## Items
--- Start ---
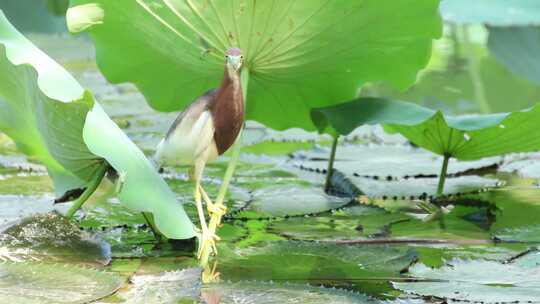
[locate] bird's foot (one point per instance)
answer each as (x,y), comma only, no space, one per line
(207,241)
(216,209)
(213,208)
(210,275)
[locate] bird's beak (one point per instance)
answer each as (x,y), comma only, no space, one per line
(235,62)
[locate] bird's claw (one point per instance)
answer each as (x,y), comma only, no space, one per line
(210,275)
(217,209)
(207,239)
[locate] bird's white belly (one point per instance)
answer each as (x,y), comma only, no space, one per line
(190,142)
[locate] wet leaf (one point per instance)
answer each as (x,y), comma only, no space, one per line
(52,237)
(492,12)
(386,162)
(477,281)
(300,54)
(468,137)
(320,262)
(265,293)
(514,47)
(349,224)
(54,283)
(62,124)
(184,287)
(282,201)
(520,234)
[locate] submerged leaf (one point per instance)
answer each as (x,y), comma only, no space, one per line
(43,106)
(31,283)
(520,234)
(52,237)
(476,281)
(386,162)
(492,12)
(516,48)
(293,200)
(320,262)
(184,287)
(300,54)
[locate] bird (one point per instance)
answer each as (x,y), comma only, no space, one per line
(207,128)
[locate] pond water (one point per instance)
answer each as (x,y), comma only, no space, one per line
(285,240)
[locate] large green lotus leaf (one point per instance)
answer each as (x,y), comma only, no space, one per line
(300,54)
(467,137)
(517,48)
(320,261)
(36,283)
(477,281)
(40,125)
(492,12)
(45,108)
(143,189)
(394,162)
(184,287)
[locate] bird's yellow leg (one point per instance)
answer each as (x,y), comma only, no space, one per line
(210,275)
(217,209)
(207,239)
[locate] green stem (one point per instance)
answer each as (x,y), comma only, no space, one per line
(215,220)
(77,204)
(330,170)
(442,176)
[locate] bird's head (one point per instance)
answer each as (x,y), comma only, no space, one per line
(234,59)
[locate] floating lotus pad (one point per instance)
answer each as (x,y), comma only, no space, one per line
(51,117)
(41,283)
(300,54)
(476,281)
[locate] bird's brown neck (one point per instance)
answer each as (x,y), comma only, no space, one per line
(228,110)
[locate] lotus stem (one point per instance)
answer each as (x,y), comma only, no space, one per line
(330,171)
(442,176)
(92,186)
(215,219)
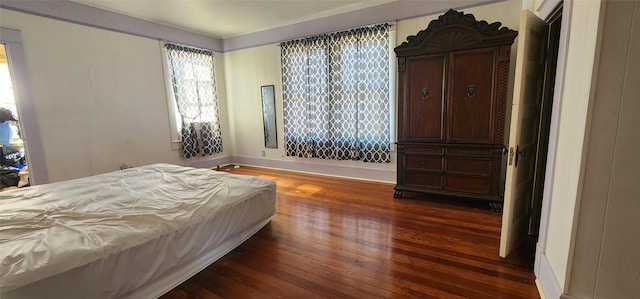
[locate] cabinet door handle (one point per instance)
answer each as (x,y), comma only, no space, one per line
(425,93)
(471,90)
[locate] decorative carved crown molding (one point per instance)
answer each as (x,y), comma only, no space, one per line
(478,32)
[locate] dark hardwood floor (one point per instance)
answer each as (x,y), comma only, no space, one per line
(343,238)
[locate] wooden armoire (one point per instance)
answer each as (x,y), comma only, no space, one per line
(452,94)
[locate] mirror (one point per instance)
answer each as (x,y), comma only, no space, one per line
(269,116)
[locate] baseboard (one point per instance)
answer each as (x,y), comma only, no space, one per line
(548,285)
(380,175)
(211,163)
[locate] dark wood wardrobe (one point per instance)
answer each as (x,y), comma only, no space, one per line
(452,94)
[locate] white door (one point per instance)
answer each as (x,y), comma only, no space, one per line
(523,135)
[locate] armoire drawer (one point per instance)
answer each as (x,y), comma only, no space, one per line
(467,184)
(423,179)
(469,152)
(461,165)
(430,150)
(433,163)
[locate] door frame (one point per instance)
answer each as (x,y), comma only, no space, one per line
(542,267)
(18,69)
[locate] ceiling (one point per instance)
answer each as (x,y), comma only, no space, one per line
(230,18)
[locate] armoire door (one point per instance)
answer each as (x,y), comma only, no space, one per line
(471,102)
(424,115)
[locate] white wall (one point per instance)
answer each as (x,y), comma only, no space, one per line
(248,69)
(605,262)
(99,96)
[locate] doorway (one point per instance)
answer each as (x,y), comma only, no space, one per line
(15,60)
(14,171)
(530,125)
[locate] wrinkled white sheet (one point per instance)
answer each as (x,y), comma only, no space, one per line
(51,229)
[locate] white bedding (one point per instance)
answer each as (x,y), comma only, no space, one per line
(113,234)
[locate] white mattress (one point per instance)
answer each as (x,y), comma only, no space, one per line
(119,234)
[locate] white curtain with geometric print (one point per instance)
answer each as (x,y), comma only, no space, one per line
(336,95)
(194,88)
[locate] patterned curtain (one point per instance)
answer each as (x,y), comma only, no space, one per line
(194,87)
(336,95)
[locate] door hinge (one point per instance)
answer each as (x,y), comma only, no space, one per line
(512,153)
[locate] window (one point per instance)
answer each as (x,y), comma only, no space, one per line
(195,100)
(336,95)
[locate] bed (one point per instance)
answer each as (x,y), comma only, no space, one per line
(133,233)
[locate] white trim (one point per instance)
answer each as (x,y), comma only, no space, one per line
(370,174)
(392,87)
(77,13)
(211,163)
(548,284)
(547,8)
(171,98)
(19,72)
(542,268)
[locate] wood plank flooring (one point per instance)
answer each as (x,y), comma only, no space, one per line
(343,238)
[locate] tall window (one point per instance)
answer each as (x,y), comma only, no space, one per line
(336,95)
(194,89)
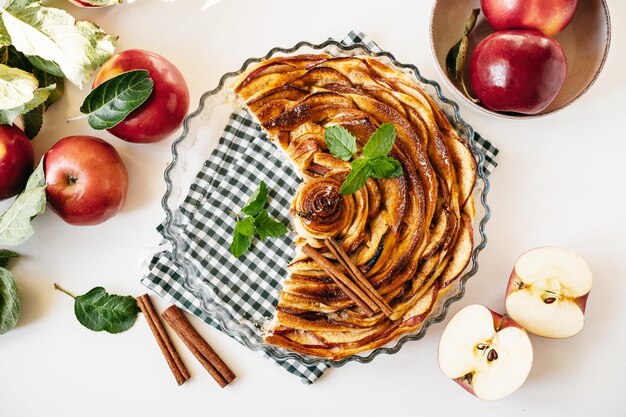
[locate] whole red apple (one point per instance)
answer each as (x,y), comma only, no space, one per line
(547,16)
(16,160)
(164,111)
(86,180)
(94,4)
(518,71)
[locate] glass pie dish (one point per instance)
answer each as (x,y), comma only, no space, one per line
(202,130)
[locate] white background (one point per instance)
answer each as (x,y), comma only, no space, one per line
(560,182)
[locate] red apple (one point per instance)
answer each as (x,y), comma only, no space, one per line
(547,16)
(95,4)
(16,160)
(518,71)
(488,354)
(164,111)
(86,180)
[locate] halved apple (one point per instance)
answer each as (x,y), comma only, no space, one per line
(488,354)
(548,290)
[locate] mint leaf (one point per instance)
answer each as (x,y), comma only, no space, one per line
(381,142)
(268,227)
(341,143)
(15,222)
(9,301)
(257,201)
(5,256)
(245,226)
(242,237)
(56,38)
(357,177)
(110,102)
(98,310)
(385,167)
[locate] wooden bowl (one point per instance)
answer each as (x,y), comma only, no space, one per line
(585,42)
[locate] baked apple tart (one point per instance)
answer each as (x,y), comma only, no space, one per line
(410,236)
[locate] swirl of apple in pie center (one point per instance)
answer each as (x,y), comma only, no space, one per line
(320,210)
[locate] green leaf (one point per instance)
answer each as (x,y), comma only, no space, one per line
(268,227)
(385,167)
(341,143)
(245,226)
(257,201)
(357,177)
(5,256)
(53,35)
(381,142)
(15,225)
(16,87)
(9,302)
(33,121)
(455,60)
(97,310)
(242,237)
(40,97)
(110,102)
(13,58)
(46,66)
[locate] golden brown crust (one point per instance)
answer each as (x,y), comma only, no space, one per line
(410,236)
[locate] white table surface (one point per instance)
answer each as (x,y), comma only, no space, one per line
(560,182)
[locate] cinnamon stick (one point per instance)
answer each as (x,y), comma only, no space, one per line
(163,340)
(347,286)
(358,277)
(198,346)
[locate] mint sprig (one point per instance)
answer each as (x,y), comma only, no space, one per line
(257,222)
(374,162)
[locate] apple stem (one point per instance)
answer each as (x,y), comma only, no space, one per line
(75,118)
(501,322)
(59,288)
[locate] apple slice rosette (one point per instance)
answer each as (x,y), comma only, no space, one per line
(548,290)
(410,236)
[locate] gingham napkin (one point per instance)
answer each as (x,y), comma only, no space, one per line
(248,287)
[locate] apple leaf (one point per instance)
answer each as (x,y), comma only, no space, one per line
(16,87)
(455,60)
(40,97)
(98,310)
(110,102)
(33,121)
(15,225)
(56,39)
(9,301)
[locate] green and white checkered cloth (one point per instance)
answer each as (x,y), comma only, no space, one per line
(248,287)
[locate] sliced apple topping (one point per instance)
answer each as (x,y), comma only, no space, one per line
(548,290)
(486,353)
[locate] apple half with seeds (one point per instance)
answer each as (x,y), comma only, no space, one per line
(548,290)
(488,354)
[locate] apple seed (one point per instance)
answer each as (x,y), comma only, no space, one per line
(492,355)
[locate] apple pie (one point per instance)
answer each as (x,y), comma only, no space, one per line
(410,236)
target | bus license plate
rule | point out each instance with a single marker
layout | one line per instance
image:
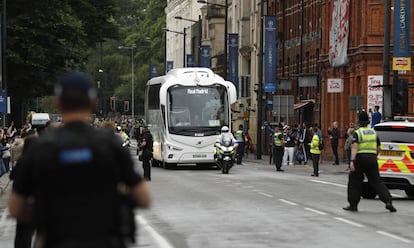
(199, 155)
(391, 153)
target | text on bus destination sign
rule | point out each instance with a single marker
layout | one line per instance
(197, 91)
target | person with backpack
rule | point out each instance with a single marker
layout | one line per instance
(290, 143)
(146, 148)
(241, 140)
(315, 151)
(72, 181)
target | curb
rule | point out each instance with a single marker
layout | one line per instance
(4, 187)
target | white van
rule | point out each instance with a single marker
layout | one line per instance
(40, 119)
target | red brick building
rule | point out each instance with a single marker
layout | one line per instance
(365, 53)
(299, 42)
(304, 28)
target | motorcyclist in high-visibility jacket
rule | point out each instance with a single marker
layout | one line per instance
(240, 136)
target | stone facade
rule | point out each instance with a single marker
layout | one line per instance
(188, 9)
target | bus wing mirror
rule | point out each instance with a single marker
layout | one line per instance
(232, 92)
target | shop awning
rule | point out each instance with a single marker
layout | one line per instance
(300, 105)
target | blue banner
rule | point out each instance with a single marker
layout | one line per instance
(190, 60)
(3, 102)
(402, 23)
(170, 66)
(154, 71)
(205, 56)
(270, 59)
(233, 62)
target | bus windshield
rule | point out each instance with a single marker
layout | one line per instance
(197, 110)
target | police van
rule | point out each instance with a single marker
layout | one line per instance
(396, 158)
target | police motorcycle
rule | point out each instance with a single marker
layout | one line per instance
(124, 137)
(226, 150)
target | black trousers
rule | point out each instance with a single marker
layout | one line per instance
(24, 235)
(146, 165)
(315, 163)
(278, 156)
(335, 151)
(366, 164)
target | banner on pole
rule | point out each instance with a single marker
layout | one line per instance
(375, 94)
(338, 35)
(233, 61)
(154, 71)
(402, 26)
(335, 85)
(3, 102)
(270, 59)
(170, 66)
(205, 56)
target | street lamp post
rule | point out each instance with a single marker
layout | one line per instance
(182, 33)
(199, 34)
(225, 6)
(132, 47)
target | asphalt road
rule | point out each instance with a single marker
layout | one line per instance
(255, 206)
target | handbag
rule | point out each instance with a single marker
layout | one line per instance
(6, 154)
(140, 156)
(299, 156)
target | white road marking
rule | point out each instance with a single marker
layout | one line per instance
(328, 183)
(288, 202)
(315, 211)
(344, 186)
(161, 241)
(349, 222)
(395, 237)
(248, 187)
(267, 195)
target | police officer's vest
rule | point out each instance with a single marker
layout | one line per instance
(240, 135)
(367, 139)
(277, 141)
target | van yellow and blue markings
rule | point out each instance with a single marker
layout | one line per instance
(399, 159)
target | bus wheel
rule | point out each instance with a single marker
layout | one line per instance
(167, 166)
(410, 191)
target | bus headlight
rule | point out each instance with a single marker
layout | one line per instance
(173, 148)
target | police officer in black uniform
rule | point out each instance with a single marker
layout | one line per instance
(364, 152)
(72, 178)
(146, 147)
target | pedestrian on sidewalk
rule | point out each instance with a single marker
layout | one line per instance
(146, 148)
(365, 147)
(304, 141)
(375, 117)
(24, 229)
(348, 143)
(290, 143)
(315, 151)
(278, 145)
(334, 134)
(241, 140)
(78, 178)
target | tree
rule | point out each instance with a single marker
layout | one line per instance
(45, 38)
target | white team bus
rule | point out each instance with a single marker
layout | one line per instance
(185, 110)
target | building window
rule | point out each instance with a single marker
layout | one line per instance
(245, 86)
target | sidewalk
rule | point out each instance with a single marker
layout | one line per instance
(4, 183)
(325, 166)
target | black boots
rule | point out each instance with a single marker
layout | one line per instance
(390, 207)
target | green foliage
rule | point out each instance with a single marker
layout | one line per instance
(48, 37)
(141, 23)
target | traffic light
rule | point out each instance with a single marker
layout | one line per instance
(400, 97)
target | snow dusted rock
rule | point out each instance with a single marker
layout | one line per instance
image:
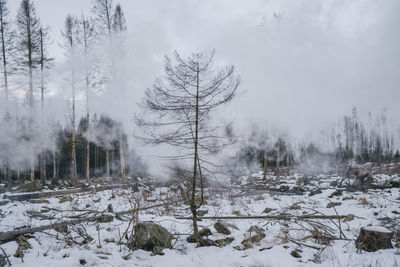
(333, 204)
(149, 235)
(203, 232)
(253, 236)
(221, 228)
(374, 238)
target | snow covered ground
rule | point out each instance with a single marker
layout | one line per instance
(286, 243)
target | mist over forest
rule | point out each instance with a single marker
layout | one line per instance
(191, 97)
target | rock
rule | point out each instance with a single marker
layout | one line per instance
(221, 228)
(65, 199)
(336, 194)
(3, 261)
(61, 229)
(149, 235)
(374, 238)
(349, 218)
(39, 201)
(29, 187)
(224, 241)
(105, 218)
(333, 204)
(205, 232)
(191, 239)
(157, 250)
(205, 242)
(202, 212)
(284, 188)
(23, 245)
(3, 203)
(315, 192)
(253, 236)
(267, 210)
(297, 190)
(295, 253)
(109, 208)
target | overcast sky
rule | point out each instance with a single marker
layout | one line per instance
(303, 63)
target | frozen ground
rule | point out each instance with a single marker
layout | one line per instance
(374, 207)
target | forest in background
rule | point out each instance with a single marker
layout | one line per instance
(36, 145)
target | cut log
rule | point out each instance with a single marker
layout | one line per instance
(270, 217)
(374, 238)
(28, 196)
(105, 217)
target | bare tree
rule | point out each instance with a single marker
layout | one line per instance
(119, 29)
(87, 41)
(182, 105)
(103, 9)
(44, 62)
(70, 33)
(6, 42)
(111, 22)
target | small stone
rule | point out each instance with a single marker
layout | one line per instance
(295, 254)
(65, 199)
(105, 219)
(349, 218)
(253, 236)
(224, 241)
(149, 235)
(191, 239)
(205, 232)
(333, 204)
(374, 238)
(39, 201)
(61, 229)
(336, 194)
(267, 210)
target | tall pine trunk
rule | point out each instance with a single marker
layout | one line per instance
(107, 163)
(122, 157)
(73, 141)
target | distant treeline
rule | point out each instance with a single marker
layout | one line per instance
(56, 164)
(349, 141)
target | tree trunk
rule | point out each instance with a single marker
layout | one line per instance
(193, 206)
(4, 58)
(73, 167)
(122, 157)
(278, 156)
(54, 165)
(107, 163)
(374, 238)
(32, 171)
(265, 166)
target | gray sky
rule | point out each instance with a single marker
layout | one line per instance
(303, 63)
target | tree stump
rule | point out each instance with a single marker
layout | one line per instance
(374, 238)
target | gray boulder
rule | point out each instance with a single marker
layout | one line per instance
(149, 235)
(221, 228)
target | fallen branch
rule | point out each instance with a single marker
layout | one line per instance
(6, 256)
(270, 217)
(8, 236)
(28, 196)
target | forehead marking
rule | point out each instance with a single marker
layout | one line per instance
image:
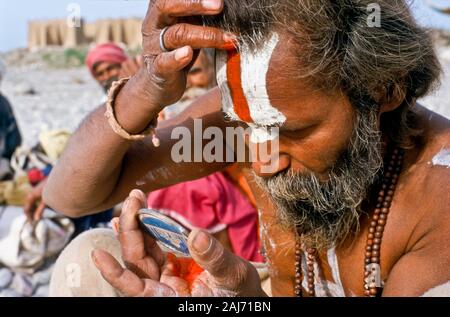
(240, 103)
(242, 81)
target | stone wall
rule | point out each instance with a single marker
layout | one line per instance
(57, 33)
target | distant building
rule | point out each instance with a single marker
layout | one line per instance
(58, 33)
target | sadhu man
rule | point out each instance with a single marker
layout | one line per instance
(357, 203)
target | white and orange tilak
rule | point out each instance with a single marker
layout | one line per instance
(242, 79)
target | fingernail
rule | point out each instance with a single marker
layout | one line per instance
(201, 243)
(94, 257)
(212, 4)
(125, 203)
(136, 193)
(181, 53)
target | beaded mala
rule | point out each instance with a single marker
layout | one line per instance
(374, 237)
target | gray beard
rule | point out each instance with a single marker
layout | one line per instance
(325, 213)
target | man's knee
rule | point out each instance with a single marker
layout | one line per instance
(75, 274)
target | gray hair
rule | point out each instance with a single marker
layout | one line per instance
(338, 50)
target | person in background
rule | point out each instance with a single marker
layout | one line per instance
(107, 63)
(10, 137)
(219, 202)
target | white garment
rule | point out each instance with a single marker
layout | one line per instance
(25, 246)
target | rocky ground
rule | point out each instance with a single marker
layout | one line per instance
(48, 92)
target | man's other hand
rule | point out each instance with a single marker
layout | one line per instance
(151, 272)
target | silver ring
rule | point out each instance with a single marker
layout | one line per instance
--- End ---
## Work to be completed
Begin at the line containing "target | gray hair" and reproduce each line through the end of the records above.

## Task output
target | gray hair
rule | point out each instance with a single marker
layout | one line per instance
(338, 50)
target | person in background
rule | point out each instance with a single marker
layout | one line per instance
(107, 63)
(10, 137)
(219, 202)
target | white garment
rule | point out each instance with a single marker
layout | one line per instance
(25, 246)
target | rocky ground
rule | point out each instance with a single marker
layout | one line per instance
(48, 92)
target | man's other hand
rule | point out each instance with a single marker
layout | one line per instance
(151, 272)
target | silver ring
rule | point out each instance with a single marker
layout | one line per instance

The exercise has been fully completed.